[Coordinate annotation records]
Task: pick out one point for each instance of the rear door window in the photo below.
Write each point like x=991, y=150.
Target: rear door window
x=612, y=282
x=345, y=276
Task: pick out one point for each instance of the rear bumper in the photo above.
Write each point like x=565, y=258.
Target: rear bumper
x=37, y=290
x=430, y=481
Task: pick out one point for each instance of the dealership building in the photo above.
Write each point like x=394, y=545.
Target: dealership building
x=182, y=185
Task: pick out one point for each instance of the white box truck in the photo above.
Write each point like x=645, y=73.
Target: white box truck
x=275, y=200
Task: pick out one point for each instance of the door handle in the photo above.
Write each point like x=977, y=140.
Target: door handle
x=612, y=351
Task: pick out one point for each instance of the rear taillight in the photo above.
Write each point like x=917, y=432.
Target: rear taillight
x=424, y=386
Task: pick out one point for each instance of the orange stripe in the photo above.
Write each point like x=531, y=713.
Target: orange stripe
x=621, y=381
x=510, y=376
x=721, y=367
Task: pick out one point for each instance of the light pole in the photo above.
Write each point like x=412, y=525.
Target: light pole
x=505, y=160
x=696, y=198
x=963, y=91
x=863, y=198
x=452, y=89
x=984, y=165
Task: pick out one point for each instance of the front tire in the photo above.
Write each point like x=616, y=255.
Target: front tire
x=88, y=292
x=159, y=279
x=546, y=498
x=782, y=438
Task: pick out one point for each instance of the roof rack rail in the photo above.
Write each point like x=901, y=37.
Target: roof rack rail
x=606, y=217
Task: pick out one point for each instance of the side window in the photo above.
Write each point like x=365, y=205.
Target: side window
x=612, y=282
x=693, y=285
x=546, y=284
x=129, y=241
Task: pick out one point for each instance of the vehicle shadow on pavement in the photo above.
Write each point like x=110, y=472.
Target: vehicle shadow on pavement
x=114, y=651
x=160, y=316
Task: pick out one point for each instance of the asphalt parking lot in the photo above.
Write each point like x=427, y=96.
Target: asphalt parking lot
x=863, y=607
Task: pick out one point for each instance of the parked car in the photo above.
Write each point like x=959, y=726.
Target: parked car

Directions. Please copy the records, starting with the first line and going through the line with "x=612, y=351". Replace "pick out" with "select" and keep everything else the same.

The output.
Task: select one point for each instance of the rear door window in the photo below.
Write each point like x=991, y=150.
Target: rear door window
x=612, y=282
x=345, y=276
Task: select one point for each instance of the rear bumper in the photo above.
Write each point like x=565, y=258.
Target: rear bumper
x=37, y=290
x=430, y=481
Task: select one point for each instance of the dealership building in the photo above.
Write each point like x=394, y=545.
Target: dealership building
x=182, y=185
Task: select one point for each instance of the white box truck in the photo above.
Write each point like x=645, y=73.
Target: white box truck
x=275, y=200
Task: select one point for each instance of the door handle in the photo above.
Write each point like x=977, y=140.
Target: door handle
x=612, y=351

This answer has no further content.